*TEXTO CITADO*.

Crítica de «My father’s shadow» (2025), de Akinola Davies Jr.
¿Cómo navegar la ausencia de quien se ama y dice amarnos?
Una de las propuestas que nos brinda Akinola Davies Jr. en My father’s shadow proviene de los afectos, de la alegría, de la tristeza, de la confusión, e incluso del miedo que se siente en esos momentos de pérdida. Sentires que en la película experimentan los hermanos Aki y Remi en la relación con su padre y sentires a los que estamos expuestos cuando en un día de aparente descanso los niños, que juegan solitarios en una casa que luce como detenida en el tiempo, deciden emprender un viaje hacia Lagos, una de las ciudades principales de Nigeria, al ver que la figura fantasmal de Folarin, su padre, aparece irrumpiendo en la tensión que la quietud del lugar transmite.
Así, este filme que parte de la experiencia familiar del director, coescrita con su hermano Wale Davis, nos presenta un viaje que nos lleva de la calma de ese espacio rural al caos que Lagos atraviesa el 12 de junio de 1993. Esta es una fecha clave en la historia reciente de Nigeria, pero también en la historia de vida de estos dos personajes, pues es en esa misma fecha cuando entran en contacto con un mundo adulto a través de su padre, al que también descubren y comprenden por medio de comentarios, gestos y actitudes que develan de a pocos los rasgos de un hombre que parece ir y venir en la vida de sus hijos.

*REGISTROS GUARDADOS*.
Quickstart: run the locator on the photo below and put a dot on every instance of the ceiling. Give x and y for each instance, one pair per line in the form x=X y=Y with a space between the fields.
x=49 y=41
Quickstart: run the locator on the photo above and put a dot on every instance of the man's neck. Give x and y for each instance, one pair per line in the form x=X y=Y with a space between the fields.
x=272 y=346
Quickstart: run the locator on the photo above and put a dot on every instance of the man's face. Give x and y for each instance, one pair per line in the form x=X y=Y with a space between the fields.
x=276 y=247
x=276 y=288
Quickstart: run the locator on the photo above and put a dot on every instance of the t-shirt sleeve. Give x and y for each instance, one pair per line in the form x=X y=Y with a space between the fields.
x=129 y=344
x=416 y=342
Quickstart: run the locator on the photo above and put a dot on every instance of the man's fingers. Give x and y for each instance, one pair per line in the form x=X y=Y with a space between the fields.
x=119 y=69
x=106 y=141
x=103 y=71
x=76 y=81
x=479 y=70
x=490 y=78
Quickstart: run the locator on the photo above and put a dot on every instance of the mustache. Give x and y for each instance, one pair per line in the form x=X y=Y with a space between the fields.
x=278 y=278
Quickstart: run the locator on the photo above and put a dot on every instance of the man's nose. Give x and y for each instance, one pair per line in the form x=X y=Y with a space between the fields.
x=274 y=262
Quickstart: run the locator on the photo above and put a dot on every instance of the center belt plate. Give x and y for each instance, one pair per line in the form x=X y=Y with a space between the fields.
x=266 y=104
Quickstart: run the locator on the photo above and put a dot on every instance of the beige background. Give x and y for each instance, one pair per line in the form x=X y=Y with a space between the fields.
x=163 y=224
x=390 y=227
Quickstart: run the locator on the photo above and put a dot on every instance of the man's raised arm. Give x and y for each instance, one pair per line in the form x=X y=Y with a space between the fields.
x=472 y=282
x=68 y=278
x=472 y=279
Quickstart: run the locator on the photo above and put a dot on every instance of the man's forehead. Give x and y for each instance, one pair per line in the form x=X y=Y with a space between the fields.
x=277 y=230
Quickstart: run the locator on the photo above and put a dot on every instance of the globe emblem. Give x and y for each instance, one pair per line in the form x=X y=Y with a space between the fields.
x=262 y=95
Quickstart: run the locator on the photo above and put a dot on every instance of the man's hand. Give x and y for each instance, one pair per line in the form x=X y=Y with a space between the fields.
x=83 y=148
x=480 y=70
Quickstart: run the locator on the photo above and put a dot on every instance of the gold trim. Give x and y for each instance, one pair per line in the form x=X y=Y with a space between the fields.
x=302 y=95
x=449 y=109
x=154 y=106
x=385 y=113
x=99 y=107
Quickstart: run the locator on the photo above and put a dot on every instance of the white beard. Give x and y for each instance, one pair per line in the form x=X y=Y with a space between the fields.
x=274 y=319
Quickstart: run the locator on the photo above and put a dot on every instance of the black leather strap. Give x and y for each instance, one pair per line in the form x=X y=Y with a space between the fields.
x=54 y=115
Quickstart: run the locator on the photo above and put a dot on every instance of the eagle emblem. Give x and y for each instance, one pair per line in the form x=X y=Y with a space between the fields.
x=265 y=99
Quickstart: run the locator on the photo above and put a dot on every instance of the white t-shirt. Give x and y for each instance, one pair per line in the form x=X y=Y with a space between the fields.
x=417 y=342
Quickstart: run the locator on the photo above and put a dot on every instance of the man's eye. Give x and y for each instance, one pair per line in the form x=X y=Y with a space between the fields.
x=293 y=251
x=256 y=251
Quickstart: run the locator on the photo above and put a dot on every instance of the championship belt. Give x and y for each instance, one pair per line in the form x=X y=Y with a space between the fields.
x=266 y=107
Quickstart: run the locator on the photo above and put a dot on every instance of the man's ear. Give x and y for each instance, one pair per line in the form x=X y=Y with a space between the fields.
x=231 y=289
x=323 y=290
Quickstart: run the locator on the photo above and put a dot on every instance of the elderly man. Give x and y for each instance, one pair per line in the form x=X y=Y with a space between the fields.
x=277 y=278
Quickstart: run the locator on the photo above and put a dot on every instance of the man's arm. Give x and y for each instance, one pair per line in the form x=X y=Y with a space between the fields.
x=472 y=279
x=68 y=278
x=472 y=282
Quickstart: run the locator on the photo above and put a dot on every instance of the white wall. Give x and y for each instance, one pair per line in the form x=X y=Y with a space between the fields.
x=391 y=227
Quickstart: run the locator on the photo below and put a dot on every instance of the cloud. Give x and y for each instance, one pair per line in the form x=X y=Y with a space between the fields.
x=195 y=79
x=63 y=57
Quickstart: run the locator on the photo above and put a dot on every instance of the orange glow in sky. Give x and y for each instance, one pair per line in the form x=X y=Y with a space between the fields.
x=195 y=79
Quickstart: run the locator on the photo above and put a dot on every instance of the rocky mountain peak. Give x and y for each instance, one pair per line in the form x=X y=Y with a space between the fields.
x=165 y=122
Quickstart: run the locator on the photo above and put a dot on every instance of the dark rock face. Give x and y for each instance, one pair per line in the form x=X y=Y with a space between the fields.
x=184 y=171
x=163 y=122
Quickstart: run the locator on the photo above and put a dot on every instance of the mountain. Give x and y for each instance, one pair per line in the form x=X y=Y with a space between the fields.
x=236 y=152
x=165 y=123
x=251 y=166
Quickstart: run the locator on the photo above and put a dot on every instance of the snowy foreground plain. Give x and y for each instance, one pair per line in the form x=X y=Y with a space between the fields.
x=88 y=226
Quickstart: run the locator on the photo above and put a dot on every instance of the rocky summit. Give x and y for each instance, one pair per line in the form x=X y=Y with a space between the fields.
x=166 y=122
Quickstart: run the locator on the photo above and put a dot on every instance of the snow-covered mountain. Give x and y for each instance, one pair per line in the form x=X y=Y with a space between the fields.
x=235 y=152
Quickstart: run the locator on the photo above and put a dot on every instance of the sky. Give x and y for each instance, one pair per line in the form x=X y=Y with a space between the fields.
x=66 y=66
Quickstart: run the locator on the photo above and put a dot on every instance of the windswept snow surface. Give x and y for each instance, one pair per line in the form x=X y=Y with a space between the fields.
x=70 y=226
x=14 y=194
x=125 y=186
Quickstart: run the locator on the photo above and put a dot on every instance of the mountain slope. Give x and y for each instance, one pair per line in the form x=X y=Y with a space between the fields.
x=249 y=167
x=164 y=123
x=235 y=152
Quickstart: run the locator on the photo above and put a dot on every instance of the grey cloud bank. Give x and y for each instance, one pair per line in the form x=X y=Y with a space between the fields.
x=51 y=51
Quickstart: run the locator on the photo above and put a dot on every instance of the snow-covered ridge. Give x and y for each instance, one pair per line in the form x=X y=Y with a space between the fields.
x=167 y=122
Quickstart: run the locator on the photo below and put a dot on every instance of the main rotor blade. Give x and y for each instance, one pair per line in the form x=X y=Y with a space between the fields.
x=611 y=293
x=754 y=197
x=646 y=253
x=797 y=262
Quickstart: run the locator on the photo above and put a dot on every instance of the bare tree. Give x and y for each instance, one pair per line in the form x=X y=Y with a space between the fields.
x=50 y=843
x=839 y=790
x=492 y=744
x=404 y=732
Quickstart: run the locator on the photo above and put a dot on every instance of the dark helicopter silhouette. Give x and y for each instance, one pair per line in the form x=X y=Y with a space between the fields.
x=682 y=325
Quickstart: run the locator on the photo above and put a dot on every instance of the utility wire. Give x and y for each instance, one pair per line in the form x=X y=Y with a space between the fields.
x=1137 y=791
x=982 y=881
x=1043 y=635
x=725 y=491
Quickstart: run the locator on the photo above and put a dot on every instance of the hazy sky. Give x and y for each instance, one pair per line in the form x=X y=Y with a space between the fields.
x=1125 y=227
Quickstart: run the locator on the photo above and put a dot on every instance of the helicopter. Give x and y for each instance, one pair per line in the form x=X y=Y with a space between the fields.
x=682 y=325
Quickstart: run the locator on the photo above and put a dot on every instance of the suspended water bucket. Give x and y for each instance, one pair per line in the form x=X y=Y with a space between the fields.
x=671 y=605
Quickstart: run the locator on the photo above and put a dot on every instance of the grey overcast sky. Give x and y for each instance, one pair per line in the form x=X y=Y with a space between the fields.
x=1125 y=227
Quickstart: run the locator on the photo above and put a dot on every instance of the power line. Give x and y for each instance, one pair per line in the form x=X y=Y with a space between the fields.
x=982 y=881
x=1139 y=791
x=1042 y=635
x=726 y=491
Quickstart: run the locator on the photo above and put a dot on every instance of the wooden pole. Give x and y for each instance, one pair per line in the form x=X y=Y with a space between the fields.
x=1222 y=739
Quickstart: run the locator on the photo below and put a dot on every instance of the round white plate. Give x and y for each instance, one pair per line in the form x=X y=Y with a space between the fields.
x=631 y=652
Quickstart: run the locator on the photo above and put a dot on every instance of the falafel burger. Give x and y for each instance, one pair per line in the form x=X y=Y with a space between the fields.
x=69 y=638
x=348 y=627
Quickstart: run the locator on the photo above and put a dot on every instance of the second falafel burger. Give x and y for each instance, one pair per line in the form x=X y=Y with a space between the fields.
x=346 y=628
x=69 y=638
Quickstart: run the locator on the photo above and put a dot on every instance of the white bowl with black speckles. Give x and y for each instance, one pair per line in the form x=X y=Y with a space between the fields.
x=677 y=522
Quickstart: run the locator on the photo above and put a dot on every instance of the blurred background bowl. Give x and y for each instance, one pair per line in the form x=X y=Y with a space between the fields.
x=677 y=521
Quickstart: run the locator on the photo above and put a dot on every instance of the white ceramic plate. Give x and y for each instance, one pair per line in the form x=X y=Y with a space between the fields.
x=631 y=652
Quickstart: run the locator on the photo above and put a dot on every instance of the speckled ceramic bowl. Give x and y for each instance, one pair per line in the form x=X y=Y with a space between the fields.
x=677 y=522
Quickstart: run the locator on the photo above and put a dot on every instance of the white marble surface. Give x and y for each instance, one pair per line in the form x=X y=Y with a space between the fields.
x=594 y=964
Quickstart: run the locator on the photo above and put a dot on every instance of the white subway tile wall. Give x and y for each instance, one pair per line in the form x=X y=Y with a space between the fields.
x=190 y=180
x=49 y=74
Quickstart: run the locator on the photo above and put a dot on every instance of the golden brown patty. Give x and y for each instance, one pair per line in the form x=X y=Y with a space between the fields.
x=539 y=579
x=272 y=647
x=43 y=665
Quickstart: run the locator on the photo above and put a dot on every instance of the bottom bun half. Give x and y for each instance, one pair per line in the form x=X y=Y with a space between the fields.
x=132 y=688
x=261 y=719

*INSTRUCCIONES*.
- 1) Reproduce sin cambios las líneas de los registros que van desde la que contiene "the man's eye." hasta la que contiene "x=256 y=251", ambas incluidas.
- 2) Prosigue la crítica de la película My father’s shadow a partir de su último párrafo.

*RESPUESTAS POR TAREA*.
- 1)
Quickstart: run the locator on the photo above and put a dot on every instance of the man's eye. Give x and y for each instance, one pair per line in the form x=X y=Y with a space between the fields.
x=293 y=251
x=256 y=251

- 2)
Los afectos entonces aparecen con la interacción entre los personajes. Aparecen con el gesto de Folarin al agarrar las manos de sus hijos mientras atraviesan las calles de un Lagos turbulento y con las miradas de confusión que cruzan Aki y Remi cada vez que descubren algo nuevo sobre su padre: su apodo, su posición política, sus relaciones o su definición de familia. Aparecen también con las atmosferas que nos brinda el filme y que nos dejan ver aquello que los protagonistas sienten: la soledad y tensión de los espacios grandes y vacíos, la alegría e inocencia de los juegos de un par de niños que dibuja y recorta sus muñecos, el miedo de lo que acecha mediante la mirada de los militares y unos pájaros carroñeros que vuelan en circulo como anunciando lo que está por venir, la tristeza por lo que se extraña expresada en lugares como un parque de atracciones en desuso y el dolor por lo que se va como aquellas olas del mar que todo se lleva.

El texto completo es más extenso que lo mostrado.